◆ PROBLEM REQUIREMENTS: Rewrite the lines from the one containing "Final verification step: confirm the presence of coconut shell" through the end of the records, both ends included, as a numbered list with any blank lines dropped.

◆ DATA IN THIS EXERCISE:

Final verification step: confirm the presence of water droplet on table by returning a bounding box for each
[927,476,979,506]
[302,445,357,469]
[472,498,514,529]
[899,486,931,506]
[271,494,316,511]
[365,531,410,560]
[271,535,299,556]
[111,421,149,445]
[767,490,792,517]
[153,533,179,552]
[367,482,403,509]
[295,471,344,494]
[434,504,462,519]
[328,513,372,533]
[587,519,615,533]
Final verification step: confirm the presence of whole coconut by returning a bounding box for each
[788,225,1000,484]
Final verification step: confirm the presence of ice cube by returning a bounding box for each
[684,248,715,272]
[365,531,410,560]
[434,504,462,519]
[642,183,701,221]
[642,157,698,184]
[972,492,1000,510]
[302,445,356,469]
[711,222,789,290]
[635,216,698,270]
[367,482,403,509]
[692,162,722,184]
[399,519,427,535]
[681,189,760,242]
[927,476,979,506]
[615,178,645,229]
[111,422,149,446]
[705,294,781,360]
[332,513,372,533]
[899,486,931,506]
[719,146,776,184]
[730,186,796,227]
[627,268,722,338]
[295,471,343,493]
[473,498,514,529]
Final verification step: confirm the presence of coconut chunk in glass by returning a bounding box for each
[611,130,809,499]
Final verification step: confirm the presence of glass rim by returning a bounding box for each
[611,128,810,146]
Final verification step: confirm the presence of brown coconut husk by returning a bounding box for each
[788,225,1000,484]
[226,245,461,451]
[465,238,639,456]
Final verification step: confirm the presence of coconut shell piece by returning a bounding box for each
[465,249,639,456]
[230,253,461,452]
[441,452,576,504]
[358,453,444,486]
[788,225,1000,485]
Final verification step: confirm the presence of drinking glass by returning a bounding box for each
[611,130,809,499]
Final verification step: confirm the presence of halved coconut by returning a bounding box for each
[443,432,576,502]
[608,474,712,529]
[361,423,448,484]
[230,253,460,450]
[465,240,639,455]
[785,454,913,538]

◆ CORRECT ANSWER:
1. Final verification step: confirm the presence of coconut shell piece by returning a bounding box for each
2. [465,249,639,456]
3. [230,253,461,452]
4. [441,452,576,504]
5. [358,453,444,486]
6. [788,225,1000,485]
7. Final verification step: confirm the presence of drinking glass by returning a bounding box for each
8. [611,130,809,499]
9. Final verification step: confirm the presence of halved coconut by returning a bounding box for each
10. [443,432,576,502]
11. [608,474,712,529]
12. [361,423,448,484]
13. [230,253,460,450]
14. [465,240,639,455]
15. [785,454,913,538]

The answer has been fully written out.